SELECTED EXCERPT:

Classic movie fan Bailey “Mink” Rydell has spent months crushing on a witty film geek she only knows online as Alex. Two coasts separate the teens until Bailey moves in with her dad, who lives in the same California surfing town as her online crush.

Faced with doubts (what if he’s a creep in real life—or worse?), Bailey doesn’t tell Alex she’s moved to his hometown. Or that she’s landed a job at the local tourist-trap museum. Or that she’s being heckled daily by the irritatingly hot museum security guard, Porter Roth—a.k.a. her new archnemesis. But life is whole lot messier than the movies, especially when Bailey discovers that tricky fine line between hate, love, and whatever it is she’s starting to feel for Porter.

And as the summer months go by, Bailey must choose whether to cling to a dreamy online fantasy in Alex or take a risk on an imperfect reality with Porter. The choice is both simpler and more complicated than she realizes, because Porter Roth is hiding a secret of his own: Porter is Alex…Approximately.

Ames: Rowena and I decided to read Alex, Approximately for our May buddy review.

Bailey Rydell has moved to California from DC to live with her father. She has an online friend who lives in the same small town but since she’s an Artful Dodger (she avoids confrontation and awkward situations), she wants to scope out her online friend before introducing herself. But first she has to figure out who he is since they’ve never shared pictures. Over the course of their online friendship, he has revealed clues about where he works, so Bailey’s summer project is discovering Alex, her friend. Things get complicated when she meets Porter at her new summer job. They do not get off to a good start. But what started off with animosity slowly changes as they get to know each other.

Ames: All right Wena! It’s time to break this baby down. I have to say, I really enjoyed the set up for Alex, Approximately. There was so much room for error with this type of plot but I thought the author pulled it off.

What do you think?

Rowena: Yesss! I was pretty nervous going into the story because there is a lot of room for error but I thought Bennett did a great job with Porter and Bailey’s story. I enjoyed them both individually and together.

So many times, I’m annoyed with the protagonist in contemporary YA’s because they make such stupid decisions at one point or another but I wasn’t ever annoyed with Bailey in this book. I thought Bennett explained and made sure that the readers knew and understood Bailey’s motivations and I really connected with her character.

EXTRACTED INFORMATION:
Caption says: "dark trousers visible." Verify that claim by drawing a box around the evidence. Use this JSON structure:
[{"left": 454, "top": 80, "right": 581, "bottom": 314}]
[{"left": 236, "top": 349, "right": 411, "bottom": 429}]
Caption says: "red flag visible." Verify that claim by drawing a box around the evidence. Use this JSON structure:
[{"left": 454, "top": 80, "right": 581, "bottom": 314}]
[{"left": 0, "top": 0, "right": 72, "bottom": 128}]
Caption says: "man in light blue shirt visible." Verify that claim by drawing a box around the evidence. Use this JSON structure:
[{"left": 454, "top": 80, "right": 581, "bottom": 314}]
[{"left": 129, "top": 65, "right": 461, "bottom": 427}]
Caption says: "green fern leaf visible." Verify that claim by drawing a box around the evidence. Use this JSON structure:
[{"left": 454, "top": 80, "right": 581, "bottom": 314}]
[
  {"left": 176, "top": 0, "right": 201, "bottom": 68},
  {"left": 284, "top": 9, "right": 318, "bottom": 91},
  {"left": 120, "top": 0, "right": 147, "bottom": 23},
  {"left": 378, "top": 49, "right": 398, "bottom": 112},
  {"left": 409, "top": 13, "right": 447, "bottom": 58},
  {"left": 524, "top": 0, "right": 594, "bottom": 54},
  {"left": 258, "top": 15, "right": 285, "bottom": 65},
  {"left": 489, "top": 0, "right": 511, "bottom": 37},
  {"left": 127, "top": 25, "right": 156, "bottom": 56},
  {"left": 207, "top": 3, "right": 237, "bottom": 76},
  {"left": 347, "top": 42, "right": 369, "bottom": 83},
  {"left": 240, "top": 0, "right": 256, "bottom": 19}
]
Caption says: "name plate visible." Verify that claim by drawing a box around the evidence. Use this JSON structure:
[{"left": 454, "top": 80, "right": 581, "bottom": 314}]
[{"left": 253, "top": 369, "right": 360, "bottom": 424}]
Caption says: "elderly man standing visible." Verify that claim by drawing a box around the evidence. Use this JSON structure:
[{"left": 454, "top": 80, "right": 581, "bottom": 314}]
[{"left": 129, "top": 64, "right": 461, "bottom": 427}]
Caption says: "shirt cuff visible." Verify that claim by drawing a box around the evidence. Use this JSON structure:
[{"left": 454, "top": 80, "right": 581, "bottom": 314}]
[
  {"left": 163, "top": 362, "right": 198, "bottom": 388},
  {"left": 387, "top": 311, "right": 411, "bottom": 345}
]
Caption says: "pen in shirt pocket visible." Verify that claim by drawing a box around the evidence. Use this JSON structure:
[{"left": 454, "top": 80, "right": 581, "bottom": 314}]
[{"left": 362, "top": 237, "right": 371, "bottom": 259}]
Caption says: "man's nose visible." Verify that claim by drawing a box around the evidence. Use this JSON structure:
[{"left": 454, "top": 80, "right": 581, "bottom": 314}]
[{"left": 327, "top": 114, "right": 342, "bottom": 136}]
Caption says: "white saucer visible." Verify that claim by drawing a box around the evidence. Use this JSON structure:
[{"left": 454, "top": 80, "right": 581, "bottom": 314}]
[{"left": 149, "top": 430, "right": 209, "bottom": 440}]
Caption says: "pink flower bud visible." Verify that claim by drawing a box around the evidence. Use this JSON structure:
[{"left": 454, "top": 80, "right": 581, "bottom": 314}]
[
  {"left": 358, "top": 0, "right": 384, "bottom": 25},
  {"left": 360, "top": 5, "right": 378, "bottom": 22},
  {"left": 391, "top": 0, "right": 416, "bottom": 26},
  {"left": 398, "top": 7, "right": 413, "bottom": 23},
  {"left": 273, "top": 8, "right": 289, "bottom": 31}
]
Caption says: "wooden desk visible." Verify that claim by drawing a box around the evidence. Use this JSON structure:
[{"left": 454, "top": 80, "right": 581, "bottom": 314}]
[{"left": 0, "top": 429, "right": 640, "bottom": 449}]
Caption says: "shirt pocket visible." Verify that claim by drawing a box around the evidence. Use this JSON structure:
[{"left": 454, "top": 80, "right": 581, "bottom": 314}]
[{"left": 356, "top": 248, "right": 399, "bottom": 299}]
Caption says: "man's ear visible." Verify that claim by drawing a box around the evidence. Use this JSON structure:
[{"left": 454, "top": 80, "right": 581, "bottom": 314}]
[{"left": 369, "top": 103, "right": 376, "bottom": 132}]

INSTRUCTIONS:
**A.** Decide whether each statement agrees with the book review, answering yes or no and quoting the deciding words: (i) Bailey moved to California from DC. (ii) Bailey and Alex have traded pictures online. (iii) Rowena was often annoyed with Bailey.
**B.** In the book review, alter "archnemesis" to "rival" in the passage that begins at the words "Faced with doubts" and stops after "Porter is Alex…Approximately.".
**C.** Answer these questions from the book review:
(i) What is the full name of the museum security guard?
(ii) In what month did Ames and Rowena do their buddy review?
(iii) What term describes Bailey as someone who avoids confrontation and awkward situations?
The entries play no role in this.

ANSWERS PROVIDED:
**A.**
(i) Yes: "Bailey Rydell has moved to California from DC to live with her father."
(ii) No: "since they’ve never shared pictures."
(iii) No: "I wasn’t ever annoyed with Bailey in this book."

**B.**
Faced with doubts (what if he’s a creep in real life—or worse?), Bailey doesn’t tell Alex she’s moved to his hometown. Or that she’s landed a job at the local tourist-trap museum. Or that she’s being heckled daily by the irritatingly hot museum security guard, Porter Roth—a.k.a. her new rival. But life is whole lot messier than the movies, especially when Bailey discovers that tricky fine line between hate, love, and whatever it is she’s starting to feel for Porter.

And as the summer months go by, Bailey must choose whether to cling to a dreamy online fantasy in Alex or take a risk on an imperfect reality with Porter. The choice is both simpler and more complicated than she realizes, because Porter Roth is hiding a secret of his own: Porter is Alex…Approximately.

**C.**
(i) Porter Roth
(ii) May
(iii) An Artful Dodger